▶ Your assignment
According to the Infinite Jest post, in which country and year did the real pleasure-center experiment take place?

▶ Excerpt
+++++

Friday, August 05, 2016

Poor Yoricks' Summer - Infinite Jest, Pages 461-503

'Do you remember hearing,' U.S.O.U.S.'s Hugh Steeply said, 'in your own country, in the late I think B.S. '70s, of an experimental program, a biomedical experiment, involving the idea of electro-implantations in the human brain? ... They proposed to implant tiny little hair-thin electrodes in the brain. Some leading Canadian neurologist — Elder, Elders, something — at the time had hit on evidence that certain tiny little stimulations in certain brain-areas could prevent a seizure. As in an epileptic seizure. They implant electrodes — hair-thin, just a few millivolts or — ...

'It was all experimental. A whole lot of electrodes had to be implanted in an incredibly small area in the temporal lobe to hope to find the nerve-terminals that involved epileptic seizures, and it was trial and error, stimulating each electrode and checking the reaction. ... What happened was that Olders and the Canadian neuroscientists happened to find, during all the trial and error, that firing certain electrodes in certain parts of the lobes gave the brain intense feelings of pleasure. ... [T]he Canadians found that if they rigged an auto-stimulation lever, the rat would press the lever to stimulate his p-terminal over and over, thousands of times an hour, over and over, ignoring food and female rats in heat, completely fixated on the lever's stimulation, day and night, stopping only when the rat finally died of dehydration or simple fatigue.'
This experiment was real. It occurred in Canada in 1954. According to one website:
The existence of a pleasure center was first hypothesized in 1954 by two Canadian researchers at McGill University, James Olds and Peter Milner.

+++++

Referring expression data:
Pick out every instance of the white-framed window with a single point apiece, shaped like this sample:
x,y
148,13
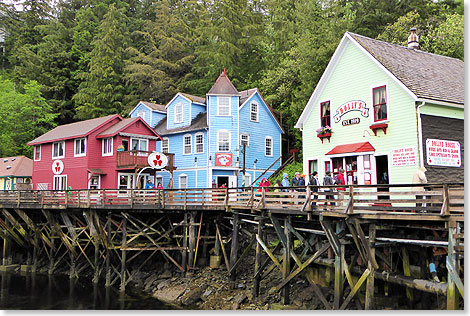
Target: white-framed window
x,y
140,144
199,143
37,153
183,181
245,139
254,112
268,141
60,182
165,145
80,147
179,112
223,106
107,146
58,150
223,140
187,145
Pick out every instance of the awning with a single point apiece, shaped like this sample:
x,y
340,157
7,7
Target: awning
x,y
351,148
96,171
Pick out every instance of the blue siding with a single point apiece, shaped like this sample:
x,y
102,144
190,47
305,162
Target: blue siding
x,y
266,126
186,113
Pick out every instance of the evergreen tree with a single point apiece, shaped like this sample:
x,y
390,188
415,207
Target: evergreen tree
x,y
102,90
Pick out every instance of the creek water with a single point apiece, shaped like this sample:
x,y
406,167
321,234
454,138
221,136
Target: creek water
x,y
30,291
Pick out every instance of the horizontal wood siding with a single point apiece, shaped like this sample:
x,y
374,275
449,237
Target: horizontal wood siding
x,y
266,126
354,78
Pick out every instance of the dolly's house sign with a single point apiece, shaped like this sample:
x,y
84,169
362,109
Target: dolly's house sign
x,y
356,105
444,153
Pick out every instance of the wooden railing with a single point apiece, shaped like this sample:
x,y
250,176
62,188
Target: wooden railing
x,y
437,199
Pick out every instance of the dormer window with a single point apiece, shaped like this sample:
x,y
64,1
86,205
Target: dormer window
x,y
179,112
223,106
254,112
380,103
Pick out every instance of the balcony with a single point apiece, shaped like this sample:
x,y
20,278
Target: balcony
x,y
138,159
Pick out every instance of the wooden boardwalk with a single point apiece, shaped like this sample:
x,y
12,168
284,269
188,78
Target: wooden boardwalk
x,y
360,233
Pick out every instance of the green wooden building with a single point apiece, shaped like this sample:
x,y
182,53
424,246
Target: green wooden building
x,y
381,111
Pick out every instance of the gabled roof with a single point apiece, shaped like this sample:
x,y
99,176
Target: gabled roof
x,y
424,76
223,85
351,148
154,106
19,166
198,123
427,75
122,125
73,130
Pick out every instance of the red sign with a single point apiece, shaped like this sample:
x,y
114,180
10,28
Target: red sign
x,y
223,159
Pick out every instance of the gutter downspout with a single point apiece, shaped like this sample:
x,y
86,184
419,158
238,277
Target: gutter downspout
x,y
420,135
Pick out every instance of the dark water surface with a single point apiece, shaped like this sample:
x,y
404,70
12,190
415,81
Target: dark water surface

+++++

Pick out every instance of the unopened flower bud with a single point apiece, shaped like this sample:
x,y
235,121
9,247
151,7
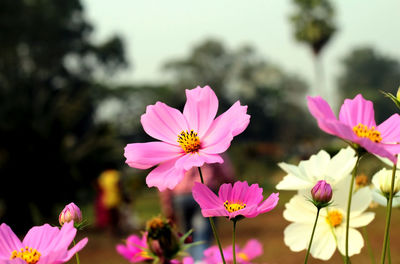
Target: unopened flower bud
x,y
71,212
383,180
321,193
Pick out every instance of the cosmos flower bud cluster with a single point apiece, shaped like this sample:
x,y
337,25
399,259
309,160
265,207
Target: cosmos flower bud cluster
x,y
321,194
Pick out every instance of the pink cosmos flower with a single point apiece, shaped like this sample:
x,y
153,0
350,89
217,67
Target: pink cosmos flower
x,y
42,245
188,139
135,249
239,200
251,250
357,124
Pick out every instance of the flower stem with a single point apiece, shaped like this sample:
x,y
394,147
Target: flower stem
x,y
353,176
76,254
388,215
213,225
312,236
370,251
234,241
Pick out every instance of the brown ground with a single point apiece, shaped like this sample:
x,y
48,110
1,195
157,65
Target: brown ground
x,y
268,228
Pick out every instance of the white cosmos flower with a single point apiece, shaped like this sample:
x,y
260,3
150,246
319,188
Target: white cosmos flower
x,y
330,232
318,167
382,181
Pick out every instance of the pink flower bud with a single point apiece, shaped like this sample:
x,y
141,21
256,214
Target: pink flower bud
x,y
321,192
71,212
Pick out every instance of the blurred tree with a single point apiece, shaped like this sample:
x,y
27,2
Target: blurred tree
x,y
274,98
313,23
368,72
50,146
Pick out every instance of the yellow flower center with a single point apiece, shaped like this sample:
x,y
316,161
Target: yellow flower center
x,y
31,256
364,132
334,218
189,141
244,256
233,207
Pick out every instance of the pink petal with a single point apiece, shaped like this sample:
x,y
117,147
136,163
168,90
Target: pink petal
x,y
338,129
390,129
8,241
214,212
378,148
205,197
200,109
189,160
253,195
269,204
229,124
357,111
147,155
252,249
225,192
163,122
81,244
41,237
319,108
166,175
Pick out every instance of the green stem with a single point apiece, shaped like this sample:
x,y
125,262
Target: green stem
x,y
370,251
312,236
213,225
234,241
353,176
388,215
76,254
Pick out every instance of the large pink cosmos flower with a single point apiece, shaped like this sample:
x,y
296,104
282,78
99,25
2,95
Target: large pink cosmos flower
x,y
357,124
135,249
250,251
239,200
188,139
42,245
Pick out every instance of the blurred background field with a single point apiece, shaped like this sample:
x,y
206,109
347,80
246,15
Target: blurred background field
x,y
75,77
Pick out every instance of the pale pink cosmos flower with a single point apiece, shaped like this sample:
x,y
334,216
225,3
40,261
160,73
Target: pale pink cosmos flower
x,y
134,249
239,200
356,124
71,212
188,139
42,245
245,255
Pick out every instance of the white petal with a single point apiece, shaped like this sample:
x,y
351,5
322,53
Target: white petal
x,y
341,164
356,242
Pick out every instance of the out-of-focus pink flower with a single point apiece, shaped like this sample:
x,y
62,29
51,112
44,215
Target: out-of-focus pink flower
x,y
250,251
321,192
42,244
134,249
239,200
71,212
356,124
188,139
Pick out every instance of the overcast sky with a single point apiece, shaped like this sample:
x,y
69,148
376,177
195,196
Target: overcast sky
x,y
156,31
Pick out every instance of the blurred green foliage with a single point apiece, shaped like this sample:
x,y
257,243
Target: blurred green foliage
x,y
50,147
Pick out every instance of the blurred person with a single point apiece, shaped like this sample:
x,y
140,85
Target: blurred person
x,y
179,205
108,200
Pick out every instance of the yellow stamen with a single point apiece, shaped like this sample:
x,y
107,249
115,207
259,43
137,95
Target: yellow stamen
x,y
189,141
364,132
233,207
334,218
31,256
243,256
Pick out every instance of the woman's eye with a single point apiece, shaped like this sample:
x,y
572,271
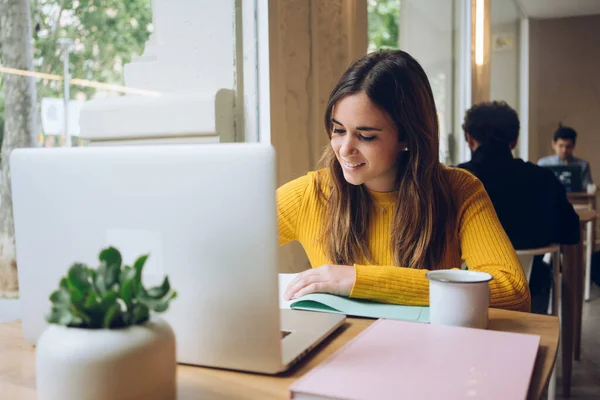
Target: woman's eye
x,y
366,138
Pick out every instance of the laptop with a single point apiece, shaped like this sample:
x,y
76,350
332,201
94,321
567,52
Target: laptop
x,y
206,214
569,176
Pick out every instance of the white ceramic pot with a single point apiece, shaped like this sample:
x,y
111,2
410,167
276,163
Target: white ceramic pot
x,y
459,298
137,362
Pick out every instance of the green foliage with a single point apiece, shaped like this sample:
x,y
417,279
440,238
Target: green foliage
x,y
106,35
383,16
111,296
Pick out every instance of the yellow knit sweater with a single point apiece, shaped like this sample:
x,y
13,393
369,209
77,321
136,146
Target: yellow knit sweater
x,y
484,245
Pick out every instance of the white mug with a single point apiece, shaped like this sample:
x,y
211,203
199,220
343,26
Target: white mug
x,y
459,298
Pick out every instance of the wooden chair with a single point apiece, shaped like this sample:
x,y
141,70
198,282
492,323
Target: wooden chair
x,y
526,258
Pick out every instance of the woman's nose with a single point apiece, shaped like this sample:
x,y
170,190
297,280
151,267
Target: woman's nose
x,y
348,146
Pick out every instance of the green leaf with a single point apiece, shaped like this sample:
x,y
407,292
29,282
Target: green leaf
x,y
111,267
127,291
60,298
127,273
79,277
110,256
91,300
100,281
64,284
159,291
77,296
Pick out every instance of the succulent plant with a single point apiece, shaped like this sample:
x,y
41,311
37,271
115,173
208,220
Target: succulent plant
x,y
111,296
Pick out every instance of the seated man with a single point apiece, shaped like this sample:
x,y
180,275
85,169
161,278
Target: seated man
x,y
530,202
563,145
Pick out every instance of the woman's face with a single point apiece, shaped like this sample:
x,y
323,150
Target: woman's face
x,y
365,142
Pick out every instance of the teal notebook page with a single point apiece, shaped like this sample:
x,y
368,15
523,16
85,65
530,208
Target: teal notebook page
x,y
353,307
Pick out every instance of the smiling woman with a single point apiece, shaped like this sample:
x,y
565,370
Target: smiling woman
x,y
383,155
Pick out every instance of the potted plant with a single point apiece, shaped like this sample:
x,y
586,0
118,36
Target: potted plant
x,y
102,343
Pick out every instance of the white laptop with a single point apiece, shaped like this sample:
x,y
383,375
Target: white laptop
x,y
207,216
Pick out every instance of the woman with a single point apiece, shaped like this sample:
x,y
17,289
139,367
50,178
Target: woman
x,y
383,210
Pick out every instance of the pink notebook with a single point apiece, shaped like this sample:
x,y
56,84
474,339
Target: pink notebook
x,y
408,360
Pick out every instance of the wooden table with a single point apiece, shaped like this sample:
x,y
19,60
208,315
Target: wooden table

+++++

▶ Response box
It took place in Canada in 1954.